> SUPPLIED MATERIAL:
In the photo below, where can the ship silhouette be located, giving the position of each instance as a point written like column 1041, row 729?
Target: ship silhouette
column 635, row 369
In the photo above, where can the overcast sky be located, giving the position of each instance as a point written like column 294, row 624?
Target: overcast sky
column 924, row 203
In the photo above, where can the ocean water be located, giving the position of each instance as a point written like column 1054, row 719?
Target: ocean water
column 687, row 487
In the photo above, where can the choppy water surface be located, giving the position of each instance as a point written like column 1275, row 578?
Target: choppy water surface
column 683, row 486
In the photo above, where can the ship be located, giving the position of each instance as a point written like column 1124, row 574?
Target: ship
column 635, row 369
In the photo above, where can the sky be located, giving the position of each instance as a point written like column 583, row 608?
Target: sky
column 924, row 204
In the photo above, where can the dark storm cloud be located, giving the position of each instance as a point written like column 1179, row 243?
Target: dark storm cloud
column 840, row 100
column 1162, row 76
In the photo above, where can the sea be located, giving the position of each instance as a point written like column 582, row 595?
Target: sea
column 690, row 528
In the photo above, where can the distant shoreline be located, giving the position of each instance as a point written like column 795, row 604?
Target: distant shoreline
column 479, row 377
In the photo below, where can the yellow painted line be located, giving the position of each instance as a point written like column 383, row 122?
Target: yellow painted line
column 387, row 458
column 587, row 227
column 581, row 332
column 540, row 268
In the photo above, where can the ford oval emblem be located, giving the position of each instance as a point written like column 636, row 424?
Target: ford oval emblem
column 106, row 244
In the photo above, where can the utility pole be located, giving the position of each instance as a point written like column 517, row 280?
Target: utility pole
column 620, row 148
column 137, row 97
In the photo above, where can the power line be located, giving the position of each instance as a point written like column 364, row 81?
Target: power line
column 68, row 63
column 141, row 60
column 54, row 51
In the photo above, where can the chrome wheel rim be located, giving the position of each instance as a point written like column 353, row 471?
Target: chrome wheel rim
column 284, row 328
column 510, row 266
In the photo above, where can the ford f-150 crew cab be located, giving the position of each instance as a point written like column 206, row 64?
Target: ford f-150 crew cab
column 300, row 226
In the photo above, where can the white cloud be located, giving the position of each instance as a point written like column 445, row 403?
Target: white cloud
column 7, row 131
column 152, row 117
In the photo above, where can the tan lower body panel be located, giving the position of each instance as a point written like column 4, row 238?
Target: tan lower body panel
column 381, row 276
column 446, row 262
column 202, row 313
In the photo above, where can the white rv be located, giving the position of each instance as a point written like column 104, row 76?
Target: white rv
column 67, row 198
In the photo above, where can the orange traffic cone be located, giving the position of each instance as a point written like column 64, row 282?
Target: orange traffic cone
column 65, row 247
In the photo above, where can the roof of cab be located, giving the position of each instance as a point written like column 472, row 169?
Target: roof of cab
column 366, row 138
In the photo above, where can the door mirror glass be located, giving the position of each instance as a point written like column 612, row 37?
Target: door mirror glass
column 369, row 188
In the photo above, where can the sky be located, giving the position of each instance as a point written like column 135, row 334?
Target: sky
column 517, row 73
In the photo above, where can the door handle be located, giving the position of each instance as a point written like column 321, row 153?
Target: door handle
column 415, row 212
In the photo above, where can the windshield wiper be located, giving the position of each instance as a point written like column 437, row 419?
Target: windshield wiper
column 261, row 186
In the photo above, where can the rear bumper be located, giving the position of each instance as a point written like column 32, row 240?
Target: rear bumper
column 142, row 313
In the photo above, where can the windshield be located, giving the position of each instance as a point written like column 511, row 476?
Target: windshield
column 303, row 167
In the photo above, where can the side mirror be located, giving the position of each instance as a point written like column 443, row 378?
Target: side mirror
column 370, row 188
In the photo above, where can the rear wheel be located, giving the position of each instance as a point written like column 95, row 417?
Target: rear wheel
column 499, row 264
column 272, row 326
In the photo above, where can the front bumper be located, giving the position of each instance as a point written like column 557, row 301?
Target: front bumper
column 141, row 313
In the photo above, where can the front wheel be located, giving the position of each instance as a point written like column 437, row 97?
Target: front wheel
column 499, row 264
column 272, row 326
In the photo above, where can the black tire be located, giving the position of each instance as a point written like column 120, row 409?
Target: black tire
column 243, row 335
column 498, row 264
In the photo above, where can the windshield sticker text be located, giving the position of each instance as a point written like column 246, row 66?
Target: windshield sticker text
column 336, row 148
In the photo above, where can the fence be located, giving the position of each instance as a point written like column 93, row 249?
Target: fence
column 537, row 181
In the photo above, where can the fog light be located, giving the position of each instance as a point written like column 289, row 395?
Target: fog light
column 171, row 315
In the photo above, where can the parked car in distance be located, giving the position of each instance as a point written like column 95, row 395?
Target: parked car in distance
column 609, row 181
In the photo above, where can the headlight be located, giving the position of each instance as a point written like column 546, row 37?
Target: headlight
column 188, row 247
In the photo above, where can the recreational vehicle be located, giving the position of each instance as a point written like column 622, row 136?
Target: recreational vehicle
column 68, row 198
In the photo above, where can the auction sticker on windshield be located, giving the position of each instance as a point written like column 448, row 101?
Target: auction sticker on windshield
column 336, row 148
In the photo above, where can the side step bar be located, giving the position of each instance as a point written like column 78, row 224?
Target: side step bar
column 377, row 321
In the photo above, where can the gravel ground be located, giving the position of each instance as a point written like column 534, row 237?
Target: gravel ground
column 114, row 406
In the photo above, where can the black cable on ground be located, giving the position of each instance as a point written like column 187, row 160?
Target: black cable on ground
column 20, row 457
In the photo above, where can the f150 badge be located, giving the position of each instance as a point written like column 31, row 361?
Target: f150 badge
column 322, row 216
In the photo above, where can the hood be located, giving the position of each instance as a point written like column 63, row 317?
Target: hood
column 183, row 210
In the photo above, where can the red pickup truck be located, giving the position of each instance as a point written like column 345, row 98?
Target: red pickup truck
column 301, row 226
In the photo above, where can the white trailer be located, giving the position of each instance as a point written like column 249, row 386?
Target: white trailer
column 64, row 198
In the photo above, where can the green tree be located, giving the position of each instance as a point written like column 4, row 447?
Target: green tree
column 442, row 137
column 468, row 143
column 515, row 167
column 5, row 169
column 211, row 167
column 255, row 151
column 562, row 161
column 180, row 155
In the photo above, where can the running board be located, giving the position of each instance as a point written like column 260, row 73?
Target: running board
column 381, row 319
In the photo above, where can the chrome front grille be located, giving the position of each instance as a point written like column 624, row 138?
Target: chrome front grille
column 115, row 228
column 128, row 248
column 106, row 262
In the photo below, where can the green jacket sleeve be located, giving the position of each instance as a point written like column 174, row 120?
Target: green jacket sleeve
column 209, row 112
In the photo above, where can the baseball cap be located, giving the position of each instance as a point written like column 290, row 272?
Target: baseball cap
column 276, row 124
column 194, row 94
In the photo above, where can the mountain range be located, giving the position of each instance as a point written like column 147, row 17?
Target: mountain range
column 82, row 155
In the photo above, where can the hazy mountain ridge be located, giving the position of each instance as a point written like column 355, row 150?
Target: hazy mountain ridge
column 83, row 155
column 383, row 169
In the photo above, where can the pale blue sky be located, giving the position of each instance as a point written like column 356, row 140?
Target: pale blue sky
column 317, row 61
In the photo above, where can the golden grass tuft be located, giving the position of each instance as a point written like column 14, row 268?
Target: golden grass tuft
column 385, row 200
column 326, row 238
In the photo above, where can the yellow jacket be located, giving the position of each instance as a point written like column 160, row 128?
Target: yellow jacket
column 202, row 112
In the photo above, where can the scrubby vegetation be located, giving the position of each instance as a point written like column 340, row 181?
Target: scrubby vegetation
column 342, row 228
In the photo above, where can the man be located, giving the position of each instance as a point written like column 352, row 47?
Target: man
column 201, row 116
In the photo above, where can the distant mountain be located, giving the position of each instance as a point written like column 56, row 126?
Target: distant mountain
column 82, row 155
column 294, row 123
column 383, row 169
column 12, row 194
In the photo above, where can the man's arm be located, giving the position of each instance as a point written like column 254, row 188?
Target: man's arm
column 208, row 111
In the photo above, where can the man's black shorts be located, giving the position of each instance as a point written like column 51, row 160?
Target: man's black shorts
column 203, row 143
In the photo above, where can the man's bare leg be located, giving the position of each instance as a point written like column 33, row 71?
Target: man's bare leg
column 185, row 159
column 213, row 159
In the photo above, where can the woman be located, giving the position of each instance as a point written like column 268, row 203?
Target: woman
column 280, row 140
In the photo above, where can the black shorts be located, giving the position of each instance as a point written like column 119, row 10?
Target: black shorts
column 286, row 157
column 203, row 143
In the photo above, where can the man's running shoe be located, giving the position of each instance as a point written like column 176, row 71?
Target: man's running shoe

> WHAT IS ASKED: Reproduce, word for word, only the lines from the one that contains "In the photo above, where can the man's arm" through the final line.

> ANSWER TO THIS PROBLEM:
In the photo above, where can the man's arm be located, giving the position of each instance as a point written like column 254, row 188?
Target: man's arm
column 208, row 111
In the photo above, where can the man's black shorts be located, giving the position of each instance as a point written like column 51, row 160?
Target: man's black shorts
column 203, row 143
In the photo above, where can the man's bare leg be located, giving the position of each instance as a point written like column 33, row 71?
Target: man's bare leg
column 185, row 159
column 213, row 159
In the photo above, where can the woman be located, giving the position of each instance as a point written like column 268, row 203?
Target: woman
column 280, row 140
In the photo above, where can the black shorts be located, giving the position of each instance as a point written like column 119, row 10?
Target: black shorts
column 286, row 157
column 203, row 143
In the photo above, where can the man's running shoe be located, giving the position of each instance as a point written like column 176, row 71?
Target: man's running shoe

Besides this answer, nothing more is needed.